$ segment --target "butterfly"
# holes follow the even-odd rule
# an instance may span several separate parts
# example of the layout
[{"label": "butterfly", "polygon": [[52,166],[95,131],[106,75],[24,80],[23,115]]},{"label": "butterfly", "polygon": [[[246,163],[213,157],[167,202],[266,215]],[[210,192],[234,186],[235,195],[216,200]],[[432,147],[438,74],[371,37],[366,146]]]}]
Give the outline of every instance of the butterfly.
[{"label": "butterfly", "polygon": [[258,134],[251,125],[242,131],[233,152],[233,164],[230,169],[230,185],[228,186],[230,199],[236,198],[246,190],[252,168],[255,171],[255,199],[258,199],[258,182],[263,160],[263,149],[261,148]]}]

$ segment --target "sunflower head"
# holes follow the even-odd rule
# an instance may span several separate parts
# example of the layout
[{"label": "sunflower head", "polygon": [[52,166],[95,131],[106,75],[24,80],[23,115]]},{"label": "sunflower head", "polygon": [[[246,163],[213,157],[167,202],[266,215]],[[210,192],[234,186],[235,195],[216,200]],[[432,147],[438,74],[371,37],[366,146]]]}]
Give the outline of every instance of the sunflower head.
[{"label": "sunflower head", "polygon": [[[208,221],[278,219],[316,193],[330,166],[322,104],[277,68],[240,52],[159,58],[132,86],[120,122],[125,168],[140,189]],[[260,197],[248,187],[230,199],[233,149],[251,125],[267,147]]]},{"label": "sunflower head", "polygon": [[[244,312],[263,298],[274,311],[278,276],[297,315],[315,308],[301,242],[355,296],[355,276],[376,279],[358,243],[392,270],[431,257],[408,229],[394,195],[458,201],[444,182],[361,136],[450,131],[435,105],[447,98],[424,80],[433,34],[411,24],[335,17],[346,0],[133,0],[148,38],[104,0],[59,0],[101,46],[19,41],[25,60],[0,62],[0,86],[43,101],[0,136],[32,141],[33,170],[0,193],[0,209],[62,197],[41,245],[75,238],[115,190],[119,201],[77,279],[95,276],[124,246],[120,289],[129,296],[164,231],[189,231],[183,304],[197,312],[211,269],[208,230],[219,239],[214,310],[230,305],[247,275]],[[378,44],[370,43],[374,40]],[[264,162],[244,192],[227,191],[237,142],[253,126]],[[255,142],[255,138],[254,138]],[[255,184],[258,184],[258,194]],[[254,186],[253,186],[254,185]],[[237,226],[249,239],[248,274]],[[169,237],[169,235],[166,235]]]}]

+ + + + +

◆ Task to carry out
Gather all lines of the records above that contain the word "every", and copy each one in full. Case counts.

◆ Answer to the problem
Give the outline of every instance of the butterfly.
Give the outline of every instance of the sunflower head.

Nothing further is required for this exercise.